Segment Start: Given records

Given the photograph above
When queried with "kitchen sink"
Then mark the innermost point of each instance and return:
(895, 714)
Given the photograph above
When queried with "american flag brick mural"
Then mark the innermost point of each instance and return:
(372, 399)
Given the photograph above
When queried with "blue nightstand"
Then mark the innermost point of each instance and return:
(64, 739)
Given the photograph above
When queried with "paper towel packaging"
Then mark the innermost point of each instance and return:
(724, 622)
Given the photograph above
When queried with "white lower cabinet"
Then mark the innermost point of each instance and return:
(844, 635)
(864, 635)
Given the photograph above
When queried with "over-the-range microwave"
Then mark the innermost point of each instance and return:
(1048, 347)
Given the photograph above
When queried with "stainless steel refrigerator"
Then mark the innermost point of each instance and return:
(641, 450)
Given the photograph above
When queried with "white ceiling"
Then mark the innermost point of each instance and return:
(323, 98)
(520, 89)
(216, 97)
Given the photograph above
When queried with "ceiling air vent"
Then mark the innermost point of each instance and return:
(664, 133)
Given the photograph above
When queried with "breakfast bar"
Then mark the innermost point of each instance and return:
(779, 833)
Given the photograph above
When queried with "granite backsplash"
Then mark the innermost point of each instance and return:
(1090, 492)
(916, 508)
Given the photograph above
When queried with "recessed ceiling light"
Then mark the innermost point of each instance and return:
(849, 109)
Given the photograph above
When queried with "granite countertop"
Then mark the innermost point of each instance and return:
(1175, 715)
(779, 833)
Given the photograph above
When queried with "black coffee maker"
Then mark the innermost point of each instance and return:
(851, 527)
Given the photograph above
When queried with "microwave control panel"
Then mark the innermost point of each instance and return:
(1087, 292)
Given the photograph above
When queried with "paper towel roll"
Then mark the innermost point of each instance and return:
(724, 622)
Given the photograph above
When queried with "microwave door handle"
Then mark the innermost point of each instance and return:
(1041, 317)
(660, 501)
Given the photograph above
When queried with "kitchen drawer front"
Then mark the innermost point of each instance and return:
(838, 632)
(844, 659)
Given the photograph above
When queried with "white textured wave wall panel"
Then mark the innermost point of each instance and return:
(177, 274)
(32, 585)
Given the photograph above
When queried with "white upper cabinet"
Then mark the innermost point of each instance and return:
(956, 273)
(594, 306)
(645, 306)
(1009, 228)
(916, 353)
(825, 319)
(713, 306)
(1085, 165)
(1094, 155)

Segment End: Given records

§ What the exercise asks: Each of the entries must be written out again exactly.

§ Solved problem:
Given the photograph above
When queried with "kitchen sink"
Then mark the innermost point of each instance and return:
(895, 714)
Given the photograph above
When queried with "american flag brick mural"
Then mark the innermost point of each instance and return:
(372, 399)
Given the photograph above
When queried with "blue nightstand"
Then mark the innermost point of each instance and return:
(64, 739)
Given the photograph above
When queried with "paper towel packaging"
Then mark the innermost point of each instance and return:
(724, 622)
Given the photograph above
When queried with "white lower cabinet"
Then mark the innermost point of each instance and return:
(844, 635)
(864, 635)
Given the photograph above
When queried with "over-the-range microwave"
Then mark the innermost point of each instance and return:
(1048, 347)
Given the photograph above
When queried with "stainless steel refrigerator"
Then mark the innermost point of each instance and return:
(641, 450)
Given the photograph above
When queried with "white ceiling"
Then mark the innermost point of each instance and return:
(323, 98)
(520, 89)
(216, 97)
Given the photograph above
When queried with "ceiling air vent"
Then mark the innermost point of each instance and return:
(664, 133)
Given the photograph above
When queried with "breakfast bar"
Then mark the innermost point of each instance and return:
(779, 833)
Given the photograph above
When queried with "granite backsplash"
Then mark the innermost point of each instance and return:
(1090, 492)
(916, 508)
Given the photograph above
When queried with "recessed ceiling light"
Then mark the innermost point of each instance and return:
(849, 109)
Given the photograph above
When queried with "granite countertop"
Then mark the innermost point of each instance and return:
(1175, 715)
(779, 833)
Given the photograph above
When queried with "black coffee maker"
Then mark the innermost point of each instance and return:
(851, 527)
Given the photograph above
When queried with "microwave control panel"
Then mark the innermost point of each instance and return:
(1087, 292)
Given the photograph above
When queried with "paper towel roll"
Then mark the innermost point of each instance and return:
(724, 622)
Given the photograph above
When queried with "microwave door handle"
Then mark the innermost point of each instance and return:
(1041, 317)
(660, 501)
Given the photograph above
When queried with "kitchen drawer front"
Then mark the innermost point of each instance and return:
(838, 632)
(844, 659)
Given the photograph above
When queried with "white textured wave wall panel"
Then mark the innermost point of each instance and return:
(177, 274)
(32, 585)
Given the photograph above
When queried with "white upper cabinet"
Then mark the innermost point of each instance and return:
(956, 273)
(594, 306)
(645, 306)
(1009, 228)
(916, 353)
(825, 319)
(713, 306)
(1085, 165)
(1094, 155)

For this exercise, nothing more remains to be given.